* Task description
Write out the whole listing word for word.

* Input for this task
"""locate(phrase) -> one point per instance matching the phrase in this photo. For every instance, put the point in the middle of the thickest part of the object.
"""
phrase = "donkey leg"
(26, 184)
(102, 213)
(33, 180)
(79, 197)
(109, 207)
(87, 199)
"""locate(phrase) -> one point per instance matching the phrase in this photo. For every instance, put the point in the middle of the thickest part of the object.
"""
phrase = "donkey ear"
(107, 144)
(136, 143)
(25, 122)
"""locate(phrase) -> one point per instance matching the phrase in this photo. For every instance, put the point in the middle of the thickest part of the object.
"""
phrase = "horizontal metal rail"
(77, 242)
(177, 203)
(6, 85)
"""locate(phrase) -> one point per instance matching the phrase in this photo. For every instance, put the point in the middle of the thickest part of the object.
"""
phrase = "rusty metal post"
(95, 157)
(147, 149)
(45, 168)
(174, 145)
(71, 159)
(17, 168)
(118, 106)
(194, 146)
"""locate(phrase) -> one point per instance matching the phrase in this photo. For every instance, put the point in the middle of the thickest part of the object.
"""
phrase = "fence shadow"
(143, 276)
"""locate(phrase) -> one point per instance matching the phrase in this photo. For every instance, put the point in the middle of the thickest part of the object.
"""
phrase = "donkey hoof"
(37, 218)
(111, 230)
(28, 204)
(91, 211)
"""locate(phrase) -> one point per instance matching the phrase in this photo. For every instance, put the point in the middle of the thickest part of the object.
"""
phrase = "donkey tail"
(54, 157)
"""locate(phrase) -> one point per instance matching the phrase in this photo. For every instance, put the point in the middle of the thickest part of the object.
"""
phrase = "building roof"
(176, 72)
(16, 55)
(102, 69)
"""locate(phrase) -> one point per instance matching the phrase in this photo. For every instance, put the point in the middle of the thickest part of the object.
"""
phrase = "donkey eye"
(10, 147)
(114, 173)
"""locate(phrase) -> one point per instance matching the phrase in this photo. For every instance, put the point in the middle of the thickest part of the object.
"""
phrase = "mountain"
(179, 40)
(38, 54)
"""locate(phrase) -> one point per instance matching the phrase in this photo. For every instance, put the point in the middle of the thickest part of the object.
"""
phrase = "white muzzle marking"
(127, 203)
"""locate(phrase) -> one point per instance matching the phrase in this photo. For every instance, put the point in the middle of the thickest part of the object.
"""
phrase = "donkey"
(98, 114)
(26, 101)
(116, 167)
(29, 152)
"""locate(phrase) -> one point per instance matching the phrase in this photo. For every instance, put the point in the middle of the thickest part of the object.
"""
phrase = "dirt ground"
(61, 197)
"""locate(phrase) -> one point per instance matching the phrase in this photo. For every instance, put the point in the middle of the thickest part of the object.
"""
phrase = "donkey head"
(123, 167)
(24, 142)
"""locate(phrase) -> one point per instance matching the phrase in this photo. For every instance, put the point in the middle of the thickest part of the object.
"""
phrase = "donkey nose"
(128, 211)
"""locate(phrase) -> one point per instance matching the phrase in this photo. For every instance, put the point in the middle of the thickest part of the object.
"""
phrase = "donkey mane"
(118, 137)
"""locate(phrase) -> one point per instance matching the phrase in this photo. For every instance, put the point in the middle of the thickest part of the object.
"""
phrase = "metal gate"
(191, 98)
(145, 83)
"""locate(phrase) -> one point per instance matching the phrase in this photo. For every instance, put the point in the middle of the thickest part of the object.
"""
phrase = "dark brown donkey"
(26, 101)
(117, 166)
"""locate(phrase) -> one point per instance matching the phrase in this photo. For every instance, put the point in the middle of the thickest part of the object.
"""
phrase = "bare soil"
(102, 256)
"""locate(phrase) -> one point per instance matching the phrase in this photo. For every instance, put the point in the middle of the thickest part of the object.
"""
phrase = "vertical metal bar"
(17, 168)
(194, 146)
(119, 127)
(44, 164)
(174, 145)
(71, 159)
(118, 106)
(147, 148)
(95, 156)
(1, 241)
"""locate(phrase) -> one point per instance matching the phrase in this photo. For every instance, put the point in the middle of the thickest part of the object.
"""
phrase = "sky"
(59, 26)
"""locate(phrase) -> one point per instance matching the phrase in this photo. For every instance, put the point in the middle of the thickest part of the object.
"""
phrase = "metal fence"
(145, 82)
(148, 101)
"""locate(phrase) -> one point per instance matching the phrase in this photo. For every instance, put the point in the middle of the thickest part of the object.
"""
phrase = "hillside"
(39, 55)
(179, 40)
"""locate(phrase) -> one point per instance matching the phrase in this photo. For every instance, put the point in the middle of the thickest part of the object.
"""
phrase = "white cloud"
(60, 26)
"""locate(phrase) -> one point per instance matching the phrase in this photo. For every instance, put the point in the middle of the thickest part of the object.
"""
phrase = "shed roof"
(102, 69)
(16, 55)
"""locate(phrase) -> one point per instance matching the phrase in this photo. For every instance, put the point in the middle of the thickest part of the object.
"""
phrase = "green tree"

* Solved exercise
"""locate(phrase) -> one point per instance matching the phrase in this photo. For every instance, put the point in the middle of the thickest part of the object.
"""
phrase = "donkey leg"
(26, 184)
(102, 213)
(33, 180)
(79, 197)
(109, 207)
(87, 199)
"""locate(phrase) -> one point per instance matching the phrase in this photo. For every instance, put the point in the middle of the thickest part of the object.
"""
phrase = "donkey ear"
(107, 144)
(136, 143)
(25, 122)
"""locate(phrase) -> one point per instance matching the phrase in this photo. For every instance, put the point in the middle of the thickest part of the object.
"""
phrase = "horizontal metal rail"
(77, 242)
(177, 203)
(6, 85)
"""locate(phrase) -> one point per instance matching the phrase in this photo. For every instance, put the point in the middle of the thickest part of the object.
"""
phrase = "rusty metal post"
(95, 157)
(147, 149)
(45, 168)
(174, 145)
(71, 159)
(17, 168)
(118, 106)
(194, 146)
"""locate(phrase) -> one point per instance matching the phrase in this photo. For every instance, put the point in the middle of the thickest part of the object.
"""
phrase = "fence shadow"
(143, 276)
"""locate(phrase) -> one point per instance matching the phrase in this photo. For every instance, put the point in the middle of the thickest part of the object.
"""
phrase = "donkey hoof"
(37, 218)
(111, 230)
(28, 204)
(91, 211)
"""locate(phrase) -> one point per instance matching the phrase in this photo. For every instance, put the point in the middle of the thickest part of the object.
"""
phrase = "donkey tail"
(54, 157)
"""locate(phrase) -> one point per instance matching the phrase in this photo. For every instance, put the point in the middle of the thickest part of the object.
"""
phrase = "building roof"
(176, 72)
(16, 55)
(102, 69)
"""locate(phrase) -> one point per instance matching the phrase in this photo. For every instance, put the point in the middle of the thickest part of the object.
"""
phrase = "donkey eye"
(10, 147)
(114, 173)
"""locate(phrase) -> one point per instance matching the phrase in this photo. For every instance, put the point in the middle of the thickest part of the object.
"""
phrase = "mountain"
(179, 40)
(38, 54)
"""locate(phrase) -> one point per instance matching the phrase in this photo. For every instance, put the point in the middle of the thickest part of the object.
"""
phrase = "white muzzle marking"
(127, 203)
"""locate(phrase) -> one point per instance matching the phrase in this photo. For every instance, put the point in the middle of the thickest part of the object.
"""
phrase = "donkey"
(98, 114)
(26, 101)
(116, 167)
(29, 152)
"""locate(phrase) -> one point per instance matching the phrase in this photo. For every instance, put the point in the middle of the thickest part of the object.
"""
phrase = "dirt ground"
(61, 197)
"""locate(phrase) -> one point per instance matching the phrase in this photo. For every instance, put the point in the middle of the thickest part of the object.
"""
phrase = "donkey head"
(123, 167)
(24, 142)
"""locate(phrase) -> one point per instance matching the phrase in this photo. For every instance, put the point in the middle of the thickest part of the object.
"""
phrase = "donkey nose"
(128, 211)
"""locate(phrase) -> one point per instance matching the phrase in this photo. For every instance, put the point in the middle of the thickest part of the object.
"""
phrase = "donkey mane"
(118, 137)
"""locate(phrase) -> one point per instance matching the phrase in this photo. For every instance, put the point in the middle of the thickest part of the object.
"""
phrase = "metal gate"
(191, 98)
(145, 83)
"""locate(phrase) -> one point per instance matching the phrase in this photo. For every instance, put the point in the middle of the thickest part of the object.
"""
phrase = "dark brown donkey"
(26, 101)
(117, 166)
"""locate(phrase) -> one point per instance matching the phrase in this photo. For every instance, put the point in the middle of the thickest part of the object.
"""
phrase = "bare soil"
(102, 256)
"""locate(phrase) -> one point per instance matching the phrase in this photo. For every instance, put the point in the middle of the thickest part of the object.
"""
phrase = "vertical metal bar"
(17, 168)
(194, 146)
(119, 127)
(44, 164)
(174, 145)
(71, 159)
(118, 106)
(147, 148)
(95, 156)
(1, 241)
"""locate(phrase) -> one point per instance matching the phrase in this photo. For every instance, put the point in the middle of the thickest part of the object.
"""
phrase = "sky"
(59, 26)
"""locate(phrase) -> one point per instance matching the phrase in this photo. For every instance, put the point in the middle of the thickest part of the object.
"""
phrase = "metal fence"
(145, 82)
(148, 101)
"""locate(phrase) -> one point per instance matching the phrase in this photo. For every instance, put the point in the middle of the thickest part of the object.
"""
phrase = "hillside"
(39, 55)
(179, 40)
"""locate(phrase) -> one point per instance matching the phrase in this photo. For every instance, put the point in the middle of the thickest part of the object.
"""
phrase = "white cloud"
(60, 26)
"""locate(phrase) -> one point per instance matching the phrase in this photo. For every instance, put the point in the middle of the thickest part of the object.
"""
phrase = "shed roof"
(102, 69)
(16, 55)
"""locate(phrase) -> one point per instance matching the phrase in this photo. For every instance, put the point in the middle of the thickest part of the object.
"""
phrase = "green tree"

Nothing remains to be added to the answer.